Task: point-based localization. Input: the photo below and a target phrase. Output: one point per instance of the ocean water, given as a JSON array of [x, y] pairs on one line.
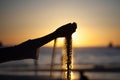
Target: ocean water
[[83, 57]]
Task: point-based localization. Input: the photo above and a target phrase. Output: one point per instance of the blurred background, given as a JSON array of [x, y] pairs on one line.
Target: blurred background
[[96, 42]]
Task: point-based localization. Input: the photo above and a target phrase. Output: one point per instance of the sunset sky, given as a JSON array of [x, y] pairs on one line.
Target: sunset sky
[[98, 21]]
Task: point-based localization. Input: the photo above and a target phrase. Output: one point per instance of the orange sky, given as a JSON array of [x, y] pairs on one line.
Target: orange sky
[[98, 21]]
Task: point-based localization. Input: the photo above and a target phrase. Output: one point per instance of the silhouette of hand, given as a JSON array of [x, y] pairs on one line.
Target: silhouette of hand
[[66, 30]]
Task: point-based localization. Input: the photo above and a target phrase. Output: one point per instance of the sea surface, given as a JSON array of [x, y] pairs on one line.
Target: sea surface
[[82, 57]]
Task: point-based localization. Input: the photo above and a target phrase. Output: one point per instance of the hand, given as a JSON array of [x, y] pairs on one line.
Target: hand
[[66, 30]]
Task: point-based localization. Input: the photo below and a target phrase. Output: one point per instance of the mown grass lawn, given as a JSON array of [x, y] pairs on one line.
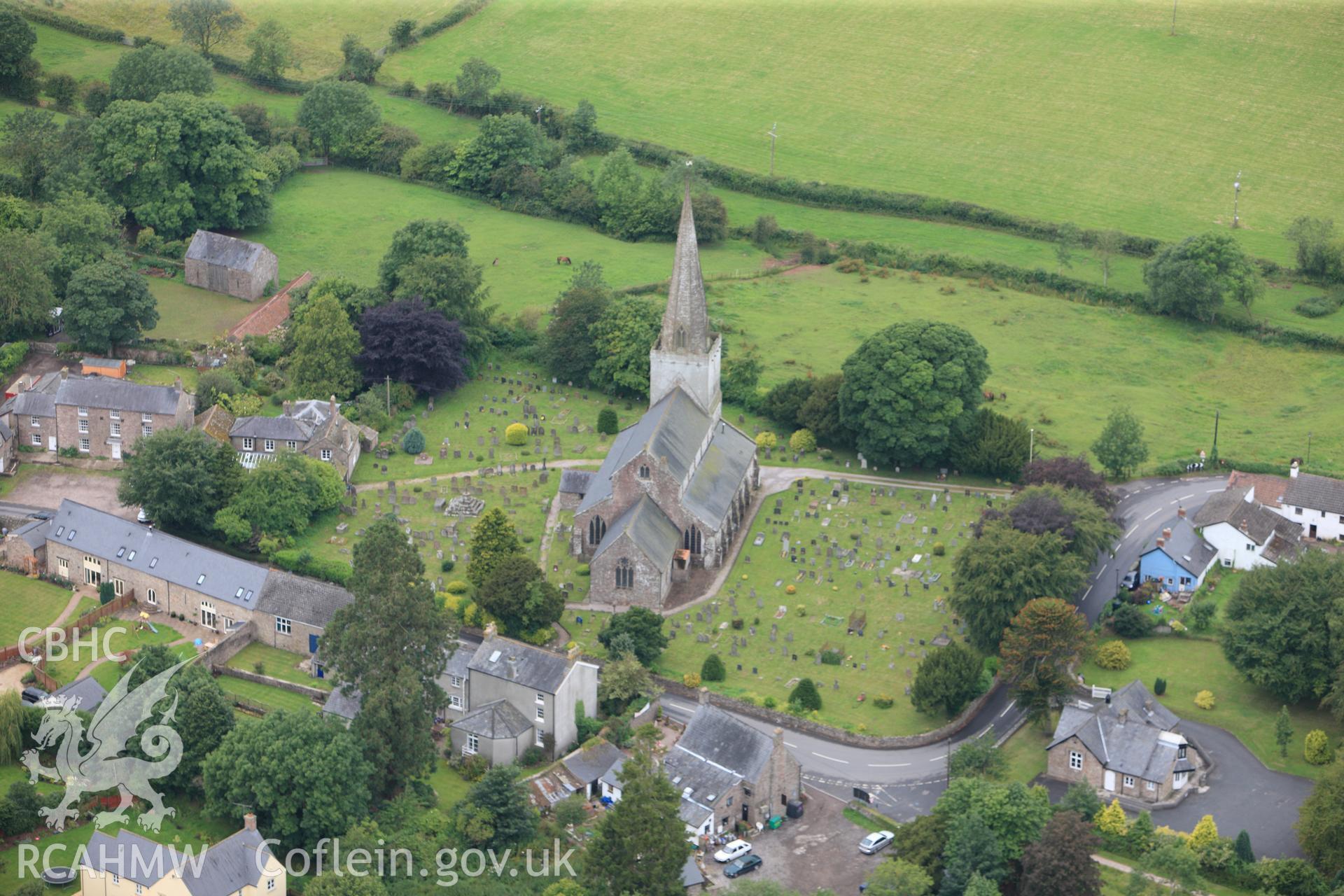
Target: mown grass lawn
[[1191, 665], [899, 626], [27, 602]]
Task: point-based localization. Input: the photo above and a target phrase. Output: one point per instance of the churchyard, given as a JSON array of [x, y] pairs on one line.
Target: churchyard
[[840, 582]]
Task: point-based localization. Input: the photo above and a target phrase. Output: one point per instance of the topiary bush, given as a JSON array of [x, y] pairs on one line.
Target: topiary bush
[[1113, 654], [413, 442]]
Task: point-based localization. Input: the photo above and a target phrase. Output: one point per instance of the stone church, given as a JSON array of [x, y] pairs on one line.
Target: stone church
[[676, 485]]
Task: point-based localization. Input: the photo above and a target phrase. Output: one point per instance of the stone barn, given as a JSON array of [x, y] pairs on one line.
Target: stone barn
[[232, 266]]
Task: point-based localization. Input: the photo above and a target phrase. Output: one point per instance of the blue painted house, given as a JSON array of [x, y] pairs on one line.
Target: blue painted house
[[1177, 556]]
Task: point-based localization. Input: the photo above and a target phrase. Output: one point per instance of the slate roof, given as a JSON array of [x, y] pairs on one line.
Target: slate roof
[[650, 528], [521, 663], [1252, 517], [220, 869], [1187, 547], [1315, 493], [229, 251], [495, 720]]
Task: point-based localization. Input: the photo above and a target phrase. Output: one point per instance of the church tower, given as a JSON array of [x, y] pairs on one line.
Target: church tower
[[689, 352]]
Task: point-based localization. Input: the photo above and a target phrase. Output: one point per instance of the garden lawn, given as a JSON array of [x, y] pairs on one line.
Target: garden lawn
[[899, 626], [1046, 355], [1191, 665], [26, 603], [279, 664]]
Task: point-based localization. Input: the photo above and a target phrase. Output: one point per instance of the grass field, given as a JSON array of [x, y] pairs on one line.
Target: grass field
[[904, 610], [1047, 354], [1193, 665], [1084, 112], [27, 602]]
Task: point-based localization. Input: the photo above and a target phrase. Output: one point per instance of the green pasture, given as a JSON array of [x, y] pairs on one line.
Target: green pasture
[[1063, 365], [27, 602], [816, 615], [1086, 112]]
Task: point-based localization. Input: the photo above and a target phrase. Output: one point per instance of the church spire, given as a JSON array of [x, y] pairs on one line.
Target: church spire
[[686, 323]]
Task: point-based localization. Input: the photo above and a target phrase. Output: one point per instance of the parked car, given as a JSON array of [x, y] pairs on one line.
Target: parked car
[[875, 841], [733, 850], [743, 865]]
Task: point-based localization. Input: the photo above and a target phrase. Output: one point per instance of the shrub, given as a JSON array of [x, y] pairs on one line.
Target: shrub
[[1319, 750], [413, 442], [803, 441], [1113, 654]]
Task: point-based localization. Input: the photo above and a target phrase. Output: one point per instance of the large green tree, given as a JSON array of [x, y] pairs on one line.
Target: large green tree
[[1198, 276], [1004, 568], [302, 774], [106, 304], [910, 390], [337, 113], [150, 71], [638, 846], [326, 346], [181, 479]]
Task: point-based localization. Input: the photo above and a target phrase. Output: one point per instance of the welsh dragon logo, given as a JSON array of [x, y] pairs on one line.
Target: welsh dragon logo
[[102, 766]]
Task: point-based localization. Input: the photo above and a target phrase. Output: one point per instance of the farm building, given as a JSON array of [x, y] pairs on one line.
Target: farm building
[[233, 266]]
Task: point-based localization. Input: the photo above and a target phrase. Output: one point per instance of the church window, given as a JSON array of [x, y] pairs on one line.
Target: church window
[[597, 530]]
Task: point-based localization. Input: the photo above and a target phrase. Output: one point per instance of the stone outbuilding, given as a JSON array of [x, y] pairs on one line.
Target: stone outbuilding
[[232, 266]]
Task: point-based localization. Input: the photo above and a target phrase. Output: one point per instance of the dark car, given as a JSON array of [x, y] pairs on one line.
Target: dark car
[[743, 865]]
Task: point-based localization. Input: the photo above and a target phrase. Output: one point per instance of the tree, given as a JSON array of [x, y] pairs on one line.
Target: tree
[[1195, 277], [204, 23], [1284, 626], [1004, 568], [1282, 731], [1060, 862], [493, 540], [568, 348], [273, 51], [302, 776], [1120, 448], [420, 238], [413, 344], [910, 388], [30, 139], [496, 813], [181, 479], [108, 302], [26, 295], [1044, 637], [946, 680], [622, 340], [806, 696], [640, 844], [1320, 821], [898, 878], [326, 346], [972, 849], [643, 630], [337, 113], [148, 71]]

What you should do:
Could you copy every entry above word for word, without the pictures?

Response for this exercise:
Task: point-based localization. Input: the photo below and a target phrase. Output: one point per instance of the ocean water, given as a JSON array of [x, y] pairs on one line.
Target: ocean water
[[83, 57]]
Task: point-based localization. Input: the photo above and a target phrase. Output: one point per instance of the blurred background, given as a JSON array of [x, y] pairs on one line.
Target: blurred background
[[96, 42]]
Task: point-based localization. Input: the photo above and a target phrase. Output: one point per instance of the sunset sky, given as a JSON array of [x, y] pairs on one line.
Target: sunset sky
[[98, 21]]
Task: point-based localization. Input: the photo above and a target phrase. Output: one point per instance of the orange sky, given as a JSON array of [x, y] pairs on one line.
Target: orange sky
[[98, 21]]
Task: point-based localization. Input: the photo above and a target phrase. Output: one point per instance of the silhouette of hand, given as a JSON array of [x, y] pairs on one line.
Target: silhouette of hand
[[66, 30]]
Task: point-based localization. Input: the photo above and a target phrase. Output: one point per instance of the sea surface, given as a JSON array of [x, y] pairs on one line.
Target: sea surface
[[82, 57]]
Task: point-based localization. Input: the photo above and a target phrase. Output: one point per instance of the hand, given as a JSON array of [x, y] pairs on one line.
Target: hand
[[66, 30]]
Task: point-based localization. Input: the photo below and a target phrase. Output: one point per instance of the mown grass lawn, given as a JSON array of [x, y] pairs on one line.
Target: mown grass lawn
[[1191, 665], [899, 626], [27, 602]]
Task: point-based localization. Input: the photo above and a target phrase. Output: one point per instance of the churchyard, given as a JSON array of [x, y] pairs on one line.
Target: churchyard
[[840, 582]]
Task: point-based localization. Input: the photo above and a target phrase. Output: one point per instance of the topiary bush, given as a JSON array of [x, y] pairs on one line.
Target: topiary bush
[[1113, 654], [413, 442]]
Task: point-based localization. Input: the photo above and a target phrase. Output: one point per instance of the stone church, given as a JSON array of [x, y] pairs on one line.
Target: stone church
[[676, 485]]
Task: point-based localization. Input: the photo above and a target phrase. Output: one point per instance of the stone barn, given as a JSON array of [x, y] pairs on one line.
Target: stone barn
[[232, 266]]
Task: point-based localization. Input: the photo above and a target phrase. Output: one point per instance of the blue painted house, given as a JSON array of [x, y] pairs on one line.
Target: blue painted house
[[1177, 556]]
Task: point-based localization. Input: the photo above and a target phrase. Output: one point per instance of the slate roof, given as a JSON array of [x, y] pairs on one line.
Target: slate roof
[[650, 528], [521, 663], [1252, 517], [220, 869], [1187, 547], [1315, 493], [229, 251], [495, 720]]
Task: point-based localization. Input: the photo above and a target phrase. Output: one point per instance of the church tower, given as a JSON array of [x, y] pairs on one line.
Target: church tower
[[689, 352]]
Task: point-based localization. Input: the photo above and a target phrase. Output: one point per instance of the garden lawn, given as a JSON array of [x, y] pairs on one line.
Target: garden lawn
[[899, 626], [1046, 355], [1191, 665], [26, 603], [279, 664]]
Task: point-based localization. Input: the photo above and a target phrase. Output: one point per instance of the grass field, given as a JSON array of [x, y] pairs on one line.
Target: grass field
[[904, 610], [1047, 354], [1193, 665], [1084, 112], [27, 602]]
Task: point-based localization. Input: the photo above and a target phrase. Output: one point per instance of the green pasture, given as a JSON array of [x, y] pairs on one line.
Target: green pasture
[[1063, 365], [27, 602], [816, 615], [1086, 112]]
Task: point-based localization. Input: the photo above and a target phrase. Output: one point per instance of the church spire, given as a JSON array of [x, y] pairs on one line.
Target: church spire
[[686, 323]]
Task: point-based localization. Input: the photo above and a target phrase. Output: one point per instance of the parked car, given as a JSON array of [x, y] pairs on one line.
Target: parked car
[[875, 841], [733, 850], [743, 865]]
Task: point-based localization. Input: the photo above and a target phrase. Output: one point per instance of the shrub, given as a JSON array of [x, y] pairs on one line.
Target: shrub
[[1319, 750], [413, 442], [803, 441], [1113, 654]]
Task: point-based localization. Input: the photo above and a target phrase. Output: one point per instance of the large green tree, given as a JSON array of [x, y] pairs on one line.
Target: large green tree
[[1198, 276], [1004, 568], [302, 774], [106, 304], [910, 390], [337, 113], [150, 71], [638, 846], [326, 346], [181, 479]]
Task: point-based localization. Input: the photo above and a target phrase. Output: one point per instance of the welsh dragon logo, given as a JSON array of [x, y] pairs on one line.
Target: welsh dragon logo
[[102, 766]]
Task: point-based localization. Input: the photo above and a target phrase. Output: one point per instance of the farm building, given as a JSON array of [x, y] pairs on one line.
Target: farm building
[[233, 266]]
Task: point-based localization. Input: the photo above and a target phrase. Output: one point per instance of the church window, given as a JSON array of [x, y] pairs on one line.
Target: church window
[[597, 530]]
Task: point-based localization. Input: the photo above and a target phrase. Output: one point per instance of the stone outbuilding, given as a JSON array of [x, y] pairs on one line.
Target: stone outbuilding
[[232, 266]]
Task: point-based localization. Input: the photo above and a target phrase. Output: one point per instance of the dark car, given as a JSON array of [x, y] pairs on one line.
Target: dark car
[[743, 865]]
Task: point-based localization. Input: the photo above and a target phrase. Output: one point per instance of the tree, given as a JSON array of [x, y] pairs on one line.
Target: tree
[[1195, 277], [204, 23], [1284, 626], [1004, 568], [1282, 731], [1060, 862], [493, 540], [568, 348], [273, 51], [302, 776], [1120, 448], [420, 238], [413, 344], [910, 388], [30, 139], [496, 813], [181, 479], [108, 302], [26, 295], [1044, 637], [946, 680], [622, 340], [806, 696], [640, 844], [1320, 821], [898, 878], [326, 346], [972, 849], [643, 630], [337, 113], [148, 71]]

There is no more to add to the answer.